**TAREAS POR REALIZAR:**
1) Imprime del texto sobre cartografía y Palestina el fragmento que va desde "Creer en la" hasta "la vida juntas.", ambos incluidos.
2) Según el texto sobre cartografía y Palestina, ¿en qué convierte la cartografía a la tierra?
3) Enumera las fuerzas con las que, según el texto sobre cartografía y Palestina, la lucha palestina forma parte de una confrontación más amplia.

**TEXTO FUENTE:**
§ §
Nuestra dependencia de los mapas y las fronteras como marco principal para pensar en Palestina y para imaginar soluciones limita nuestra concepción del verdadero significado de la liberación. En la historia de la cartografía de esta tierra, los mapas nunca han sido neutrales; han sido instrumentos de despojo y parte de una historia global de colonialismo. Ver Palestina únicamente a través de la lente de la cartografía es permanecer atados a la misma lógica diseñada para contenernos, y a una Palestina cada vez más pequeña
Se desprenden dos puntos. El primero se refiere al espacio: la cartografía convierte la tierra en un objeto de control desde arriba, algo que se puede dividir, vigilar y poseer. El segundo se refiere al poder: la producción del espacio como territorio soberano instaura una relación de dominación, en la que la soberanía no es autodeterminación colectiva, sino una jerarquía de gobernantes y gobernados. La gramática misma de la soberanía nos atrapa en el paradigma de la obediencia y la dominación, impidiéndonos imaginarnos como actores creativos más allá de ser víctimas sobre las que se actúa o manifestantes que actúan en contra.
Creer en la liberación de otra manera implica trascender las fronteras por completo, no solo las que rodean a Palestina, sino también las impuestas por los estados-nación y los órdenes imperialistas en todas partes. Implica ver la lucha palestina no como una cuestión aislada de territorio, sino como parte de una confrontación más amplia con el colonialismo, el capitalismo racial y el imperialismo occidental. Nuestra liberación debe desvincularse de la imaginación cartográfica que fragmenta el mundo en soberanías y, en cambio, conectarse con luchas que visualizan la vida más allá de la desposesión. Una Palestina libre, entonces, no es solo un mapa redibujado; son nuevas formas de relación que ya no nos reducen a gobernantes y gobernados, ni nos limitan a víctimas o resistentes, sino que nos imaginan como comunidades que crean, viven y determinan la vida juntas.
§ §
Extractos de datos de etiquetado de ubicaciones
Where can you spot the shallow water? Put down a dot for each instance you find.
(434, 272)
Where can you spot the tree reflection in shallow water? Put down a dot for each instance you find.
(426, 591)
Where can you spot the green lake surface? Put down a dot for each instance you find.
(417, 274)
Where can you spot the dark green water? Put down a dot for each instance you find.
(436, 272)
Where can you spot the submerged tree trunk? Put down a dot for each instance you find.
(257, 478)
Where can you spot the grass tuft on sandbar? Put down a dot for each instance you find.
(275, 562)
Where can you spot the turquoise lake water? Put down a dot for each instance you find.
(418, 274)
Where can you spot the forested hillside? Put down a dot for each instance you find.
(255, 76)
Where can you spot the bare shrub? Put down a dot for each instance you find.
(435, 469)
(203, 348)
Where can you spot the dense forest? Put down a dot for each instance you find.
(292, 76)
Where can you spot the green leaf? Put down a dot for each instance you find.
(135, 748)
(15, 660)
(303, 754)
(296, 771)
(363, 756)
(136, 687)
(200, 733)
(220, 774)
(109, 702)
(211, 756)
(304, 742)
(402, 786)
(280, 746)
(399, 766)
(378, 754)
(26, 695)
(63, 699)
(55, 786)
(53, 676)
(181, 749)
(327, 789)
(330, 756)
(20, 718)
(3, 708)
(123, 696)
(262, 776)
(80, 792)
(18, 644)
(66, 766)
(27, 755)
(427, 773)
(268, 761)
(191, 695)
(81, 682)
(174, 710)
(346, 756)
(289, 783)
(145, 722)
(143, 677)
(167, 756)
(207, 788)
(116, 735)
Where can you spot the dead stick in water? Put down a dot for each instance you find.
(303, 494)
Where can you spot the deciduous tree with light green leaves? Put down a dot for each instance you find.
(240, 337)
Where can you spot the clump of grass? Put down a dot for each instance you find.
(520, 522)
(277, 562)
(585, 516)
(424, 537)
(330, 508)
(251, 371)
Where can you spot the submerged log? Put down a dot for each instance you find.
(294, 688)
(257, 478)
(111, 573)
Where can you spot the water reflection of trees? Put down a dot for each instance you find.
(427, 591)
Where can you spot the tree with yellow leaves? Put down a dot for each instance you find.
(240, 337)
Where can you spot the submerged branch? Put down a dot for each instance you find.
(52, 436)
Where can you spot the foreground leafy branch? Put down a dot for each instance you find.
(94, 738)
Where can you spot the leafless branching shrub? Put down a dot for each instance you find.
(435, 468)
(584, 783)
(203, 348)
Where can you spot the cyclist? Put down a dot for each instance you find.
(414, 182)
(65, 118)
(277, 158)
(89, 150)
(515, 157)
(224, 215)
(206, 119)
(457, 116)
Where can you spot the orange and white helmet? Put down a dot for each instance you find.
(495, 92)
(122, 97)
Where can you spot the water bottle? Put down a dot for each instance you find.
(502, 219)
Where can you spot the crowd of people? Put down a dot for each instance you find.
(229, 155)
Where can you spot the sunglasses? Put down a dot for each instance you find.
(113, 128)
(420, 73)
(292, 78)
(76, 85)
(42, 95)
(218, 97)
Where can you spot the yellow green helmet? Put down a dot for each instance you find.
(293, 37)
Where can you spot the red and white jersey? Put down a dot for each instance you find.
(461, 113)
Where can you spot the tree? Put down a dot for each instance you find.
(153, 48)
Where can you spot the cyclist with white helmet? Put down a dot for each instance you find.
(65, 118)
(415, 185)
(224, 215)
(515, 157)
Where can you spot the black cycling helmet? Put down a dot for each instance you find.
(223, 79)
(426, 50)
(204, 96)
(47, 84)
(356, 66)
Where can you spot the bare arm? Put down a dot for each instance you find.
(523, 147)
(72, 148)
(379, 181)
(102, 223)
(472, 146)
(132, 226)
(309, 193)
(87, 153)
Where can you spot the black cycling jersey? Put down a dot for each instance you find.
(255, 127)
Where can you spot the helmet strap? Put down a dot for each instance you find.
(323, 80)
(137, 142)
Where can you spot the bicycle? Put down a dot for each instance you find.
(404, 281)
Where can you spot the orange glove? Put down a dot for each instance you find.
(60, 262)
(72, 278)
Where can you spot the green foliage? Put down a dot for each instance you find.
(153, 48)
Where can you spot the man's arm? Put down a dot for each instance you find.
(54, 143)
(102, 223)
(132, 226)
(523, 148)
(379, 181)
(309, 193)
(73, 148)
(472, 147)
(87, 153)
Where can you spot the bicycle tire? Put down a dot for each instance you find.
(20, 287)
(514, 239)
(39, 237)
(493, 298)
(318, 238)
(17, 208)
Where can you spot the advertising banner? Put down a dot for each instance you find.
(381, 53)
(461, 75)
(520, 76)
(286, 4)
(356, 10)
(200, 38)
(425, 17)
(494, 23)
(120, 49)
§ §
**RESULTADOS:**
1)
Creer en la liberación de otra manera implica trascender las fronteras por completo, no solo las que rodean a Palestina, sino también las impuestas por los estados-nación y los órdenes imperialistas en todas partes. Implica ver la lucha palestina no como una cuestión aislada de territorio, sino como parte de una confrontación más amplia con el colonialismo, el capitalismo racial y el imperialismo occidental. Nuestra liberación debe desvincularse de la imaginación cartográfica que fragmenta el mundo en soberanías y, en cambio, conectarse con luchas que visualizan la vida más allá de la desposesión. Una Palestina libre, entonces, no es solo un mapa redibujado; son nuevas formas de relación que ya no nos reducen a gobernantes y gobernados, ni nos limitan a víctimas o resistentes, sino que nos imaginan como comunidades que crean, viven y determinan la vida juntas.

2) En un objeto de control desde arriba, algo que se puede dividir, vigilar y poseer.

3) El colonialismo, el capitalismo racial y el imperialismo occidental.